WORK ITEM: Transcribe the FCC and Google Voice article verbatim, everything from "The FCC also" down to "made public today.".

Segment Start: TEXT FOR ANALYSIS

The FCC also sent Google a letter on July 31, asking it to provide Apple's reason for Google Voice's reported rejection, and to describe any communication between Google and AT&T or Apple. However, Google asked for, and was granted, confidentiality by the FCC; its response to that question was completely redacted in the version of the document made public today.
In its redaction request, Google said that the discussion it had with Apple "constitutes commercial data 'which would customarily be guarded from competitors.' The redacted material relates to business and operations of Google, warranting protection from disclosure by under the Commission's Rule."
Caught in the Google Voice brouhaha were several small companies whose applications were yanked from the App Store by Apple in late July, including some that had been sold for months on the iPhone's only sanctioned online mart. Apple acknowledged the trio -- GVDialer, GV Mobile and VoiceCentral -- in its response today, saying that they fell under the same umbrella of concerns as Google Voice.
"The Google Voice application replaces Apple's Visual Voicemail by routing calls through a separate Google Voice telephone number that stores any voicemail, preventing voicemail from being stored on the iPhone, i.e., disabling Apple's Visual Voicemail," said Apple. It cited Google Voice's SMS feature as a problem, and said it was also worried about how the application grabbed contacts from the iPhone. "The iPhone user's entire Contacts database is transferred to Google's servers, and we have yet to obtain any assurances from Google that this data will only be used in appropriate ways," Apple added.
Kevin Duerr, the chief executive of Durham, N.C.-based Riverturn, the developer of VoiceCentral, said last month that Apple claimed his company's software duplicated features of the iPhone, the same explanation Apple apparently has given Google. Frustrated at Apple's refusal to explain in more detail why it pulled VoiceCentral from the App Store, he raked Apple over the coals in a series of blog postings and interviews, including two with Computerworld.
Today, Duerr dismissed Apple's responses. "I don't [know] what they are claiming because their answers don't make sense," said Duerr in a blog post Friday night. "And, frankly, we are calling BS."
Apple said it was still "pondering" Google Voice and studying "its potential impact on the iPhone user experience." The company also confirmed AT&T's contention that Apple alone is responsible for Google Voice's uncertain status in the review process.
Both companies admitted that their contractual agreement forbids Voice over Internet Protocol (VoIP) applications from reaching the App Store unless AT&T agrees. "From time to time, AT&T has expressed concerns regarding network efficiency and potential network congestion associated with certain applications, and Apple takes such concerns into consideration," Apple said.
The popular Skype VoIP software, for example, has been accepted for the App Store, but that product, as well as others, has been crippled so that it works only through a Wi-Fi hotspot, not over AT&T's data network. Skype's use of Wi-Fi only prompted Free Press to urge the FCC to look into Apple's and AT&T's VoIP practices back in April.
AT&T seemed most concerned about revenue and network traffic issues in its reply to the FCC today. "Both parties required assurances that the revenues from the AT&T voice plans available to iPhone customers would not be reduced by enabling VoIP calling functionality on the iPhone," admitted the carrier. "AT&T's wireless service agreement prohibits subscribers from engaging in uses that cause extreme network capacity issues or interference with the network."
The letters to Apple, AT&T and Google are part of a wider-ranging inquiry by the FCC into such things as pricing and the exclusive arrangements between handset makers and mobile carriers.

Segment End: TEXT FOR ANALYSIS
Segment Start: EXTRACTED MATERIAL

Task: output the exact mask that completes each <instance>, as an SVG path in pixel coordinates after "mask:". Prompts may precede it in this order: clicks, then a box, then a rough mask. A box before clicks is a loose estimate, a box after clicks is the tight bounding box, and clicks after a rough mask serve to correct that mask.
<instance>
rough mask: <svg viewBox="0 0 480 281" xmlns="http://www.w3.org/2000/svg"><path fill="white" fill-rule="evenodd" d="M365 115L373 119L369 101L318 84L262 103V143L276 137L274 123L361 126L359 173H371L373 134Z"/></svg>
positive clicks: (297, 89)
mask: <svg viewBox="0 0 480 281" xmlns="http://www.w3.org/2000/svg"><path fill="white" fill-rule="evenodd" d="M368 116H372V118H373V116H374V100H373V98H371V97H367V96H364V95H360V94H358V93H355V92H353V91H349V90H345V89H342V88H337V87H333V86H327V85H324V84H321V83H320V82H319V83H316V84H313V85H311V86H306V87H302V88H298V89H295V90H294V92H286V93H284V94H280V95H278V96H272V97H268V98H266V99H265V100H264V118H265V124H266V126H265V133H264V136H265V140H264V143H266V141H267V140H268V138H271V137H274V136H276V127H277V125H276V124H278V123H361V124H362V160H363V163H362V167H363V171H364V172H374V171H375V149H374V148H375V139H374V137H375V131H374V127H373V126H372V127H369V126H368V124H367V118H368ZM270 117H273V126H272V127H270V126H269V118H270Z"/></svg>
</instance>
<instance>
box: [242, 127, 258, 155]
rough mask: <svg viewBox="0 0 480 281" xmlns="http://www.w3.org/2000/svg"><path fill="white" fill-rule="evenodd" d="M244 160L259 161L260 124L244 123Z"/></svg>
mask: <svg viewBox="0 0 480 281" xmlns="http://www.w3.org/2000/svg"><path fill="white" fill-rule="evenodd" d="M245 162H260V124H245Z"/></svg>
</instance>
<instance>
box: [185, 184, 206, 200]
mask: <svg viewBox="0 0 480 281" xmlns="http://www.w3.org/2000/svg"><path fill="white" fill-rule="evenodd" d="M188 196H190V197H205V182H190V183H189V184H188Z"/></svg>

Segment End: EXTRACTED MATERIAL

SOLUTION FOR THIS PROBLEM:
The FCC also sent Google a letter on July 31, asking it to provide Apple's reason for Google Voice's reported rejection, and to describe any communication between Google and AT&T or Apple. However, Google asked for, and was granted, confidentiality by the FCC; its response to that question was completely redacted in the version of the document made public today.